(Beginning of Input)

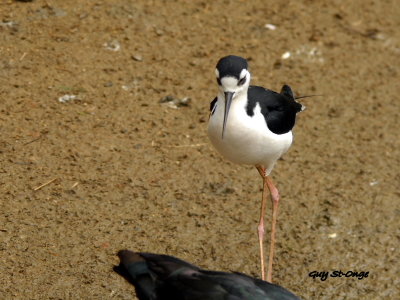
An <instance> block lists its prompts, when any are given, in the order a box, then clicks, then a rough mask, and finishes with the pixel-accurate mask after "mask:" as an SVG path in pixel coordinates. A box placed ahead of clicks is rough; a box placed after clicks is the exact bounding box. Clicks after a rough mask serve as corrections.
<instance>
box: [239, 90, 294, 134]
mask: <svg viewBox="0 0 400 300" xmlns="http://www.w3.org/2000/svg"><path fill="white" fill-rule="evenodd" d="M247 97H248V102H247V107H246V112H247V114H248V115H249V116H253V115H254V109H255V107H256V105H257V103H258V104H259V105H260V108H261V113H262V114H263V116H264V118H265V122H266V123H267V126H268V128H269V130H271V131H272V132H273V133H275V134H284V133H287V132H289V131H290V130H292V128H293V127H294V124H295V122H296V114H297V113H298V112H300V111H301V110H302V105H301V104H300V103H298V102H296V101H295V97H294V93H293V92H292V90H291V88H290V87H289V86H288V85H284V86H283V87H282V90H281V92H280V93H277V92H274V91H271V90H268V89H266V88H263V87H261V86H254V85H252V86H250V87H249V90H248V94H247Z"/></svg>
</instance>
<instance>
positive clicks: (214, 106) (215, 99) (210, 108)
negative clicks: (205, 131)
mask: <svg viewBox="0 0 400 300" xmlns="http://www.w3.org/2000/svg"><path fill="white" fill-rule="evenodd" d="M217 100H218V97H215V98H214V100H213V101H211V103H210V115H212V114H213V113H214V111H215V108H216V104H217Z"/></svg>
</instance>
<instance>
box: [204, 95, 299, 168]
mask: <svg viewBox="0 0 400 300" xmlns="http://www.w3.org/2000/svg"><path fill="white" fill-rule="evenodd" d="M223 101H224V100H218V102H217V107H216V110H215V112H214V114H213V115H212V116H211V118H210V121H209V125H208V136H209V138H210V140H211V142H212V144H213V145H214V147H215V148H216V149H217V150H218V152H220V153H221V154H222V155H223V156H224V157H226V158H227V159H228V160H230V161H232V162H234V163H239V164H249V165H263V166H264V167H265V168H266V169H267V173H268V174H269V173H270V172H271V170H272V168H273V166H274V164H275V162H276V161H277V160H278V159H279V157H280V156H281V155H282V154H284V153H285V152H286V151H287V150H288V149H289V147H290V145H291V143H292V139H293V135H292V132H291V131H289V132H288V133H285V134H274V133H273V132H271V131H270V130H269V129H268V127H267V124H266V122H265V119H264V116H263V115H262V114H261V109H260V107H259V106H256V108H255V111H254V115H253V116H252V117H250V116H249V115H247V113H246V110H245V107H244V105H241V103H240V102H237V103H232V105H231V110H230V112H229V116H228V120H227V123H226V128H225V133H224V138H223V139H222V124H223V119H224V102H223Z"/></svg>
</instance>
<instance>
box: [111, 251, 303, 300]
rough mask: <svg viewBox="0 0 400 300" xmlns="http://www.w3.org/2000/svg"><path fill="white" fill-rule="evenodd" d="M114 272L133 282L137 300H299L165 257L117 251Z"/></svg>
mask: <svg viewBox="0 0 400 300" xmlns="http://www.w3.org/2000/svg"><path fill="white" fill-rule="evenodd" d="M118 256H119V258H120V260H121V262H120V265H119V266H118V267H116V268H115V270H116V271H117V272H118V273H119V274H121V275H122V276H124V277H125V278H126V279H128V280H129V281H130V282H131V283H133V284H134V285H135V287H136V293H137V296H138V298H139V299H140V300H170V299H174V300H184V299H191V300H196V299H197V300H200V299H201V300H203V299H208V300H217V299H246V300H296V299H297V300H298V299H299V298H298V297H297V296H295V295H294V294H292V293H291V292H289V291H288V290H286V289H284V288H283V287H281V286H279V285H276V284H272V283H268V282H265V281H263V280H260V279H256V278H253V277H250V276H247V275H245V274H241V273H226V272H217V271H207V270H202V269H200V268H199V267H197V266H194V265H192V264H190V263H187V262H185V261H183V260H180V259H178V258H175V257H173V256H168V255H157V254H151V253H134V252H132V251H129V250H122V251H120V252H118Z"/></svg>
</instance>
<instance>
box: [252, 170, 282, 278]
mask: <svg viewBox="0 0 400 300" xmlns="http://www.w3.org/2000/svg"><path fill="white" fill-rule="evenodd" d="M256 168H257V170H258V172H259V173H260V175H261V177H262V178H263V184H264V185H263V195H262V203H261V214H260V223H259V225H258V241H259V243H260V257H261V278H262V279H263V280H265V265H264V261H265V259H264V243H263V241H264V232H265V230H264V216H265V206H266V202H267V190H269V193H270V195H271V200H272V228H271V244H270V250H269V260H268V273H267V281H268V282H272V264H273V259H274V251H275V232H276V219H277V216H278V206H279V192H278V189H277V188H276V187H275V185H274V184H273V182H272V180H271V179H270V178H269V177H268V176H266V175H265V168H263V167H261V166H256Z"/></svg>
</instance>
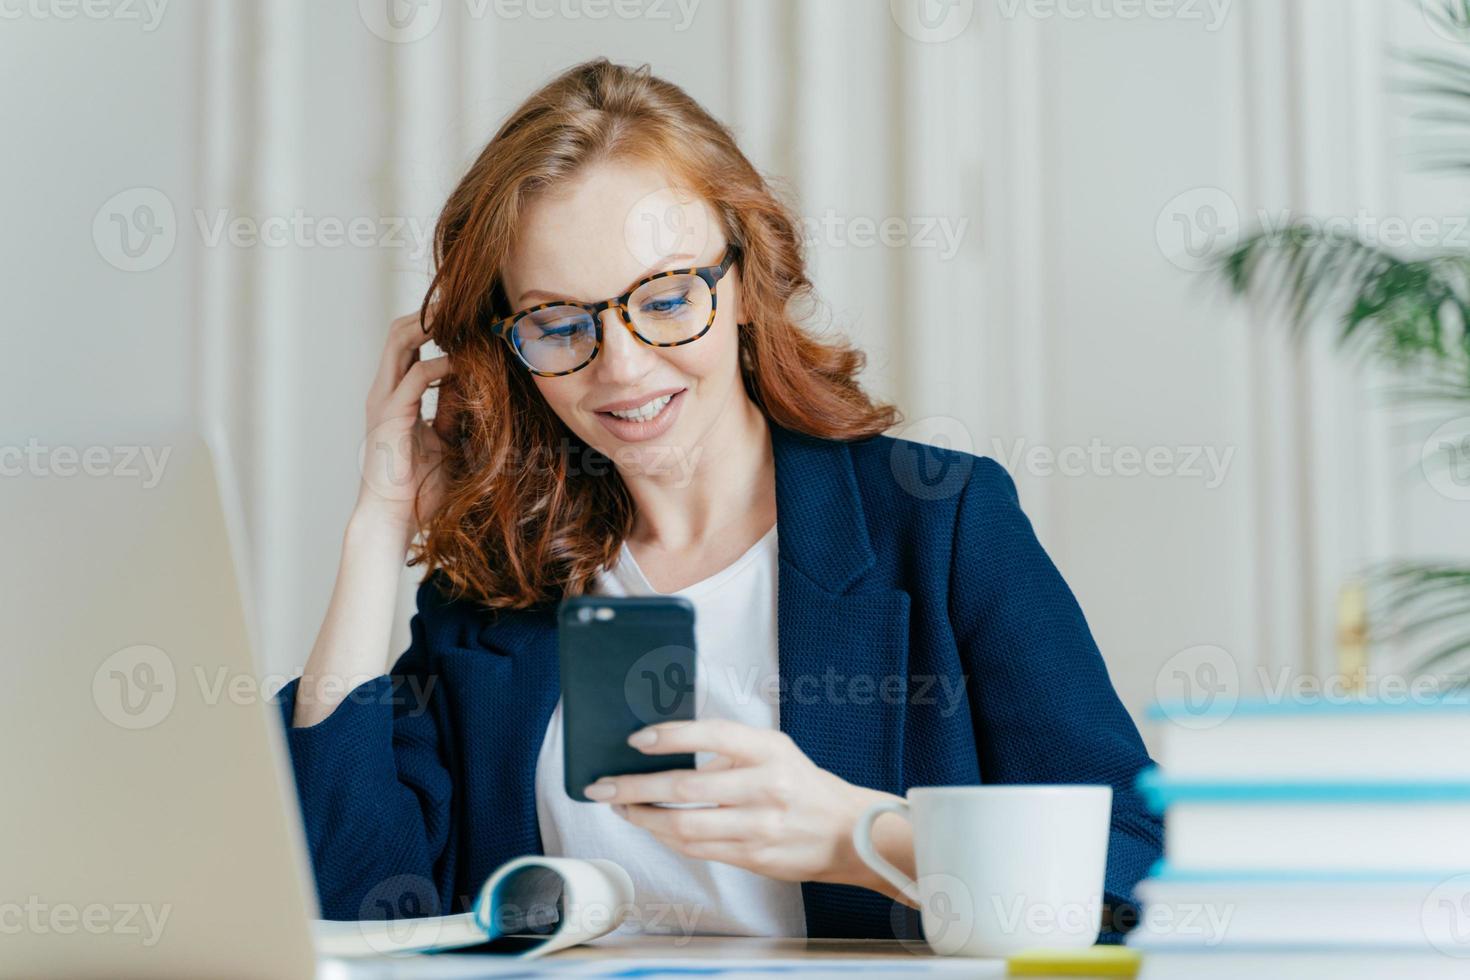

(End of Input)

▸ What needs to be done
Starting from the first line of the entries above, print each line exactly until the line containing "positive clicks: (214, 106)" has been printed, and skip the pictures.

▸ Solved exercise
An <instance> block lists its prompts, when any are given, in the order a box, then clicks, then a rough mask, and finishes with the pixel-accurate mask after "mask:" as an SVG path in pixel coordinates. A box placed ahead of clicks is rough; a box placed after clicks is the exact bounding box. Clicks after a rough mask serve as corrections.
<instance>
box: [239, 90, 294, 134]
mask: <svg viewBox="0 0 400 300" xmlns="http://www.w3.org/2000/svg"><path fill="white" fill-rule="evenodd" d="M247 97H248V102H247V107H246V112H247V114H248V115H249V116H253V115H254V109H255V107H256V105H257V103H258V104H259V105H260V108H261V113H262V114H263V116H264V118H265V122H266V123H267V126H268V128H269V130H271V131H272V132H273V133H275V134H284V133H287V132H289V131H290V130H292V128H293V127H294V124H295V122H296V114H297V113H298V112H300V111H301V110H302V105H301V104H300V103H298V102H296V101H295V97H294V93H293V92H292V90H291V88H290V87H289V86H288V85H284V86H283V87H282V90H281V92H280V93H277V92H274V91H271V90H268V89H266V88H263V87H261V86H254V85H252V86H250V87H249V90H248V94H247Z"/></svg>
</instance>
<instance>
positive clicks: (214, 106) (215, 99) (210, 108)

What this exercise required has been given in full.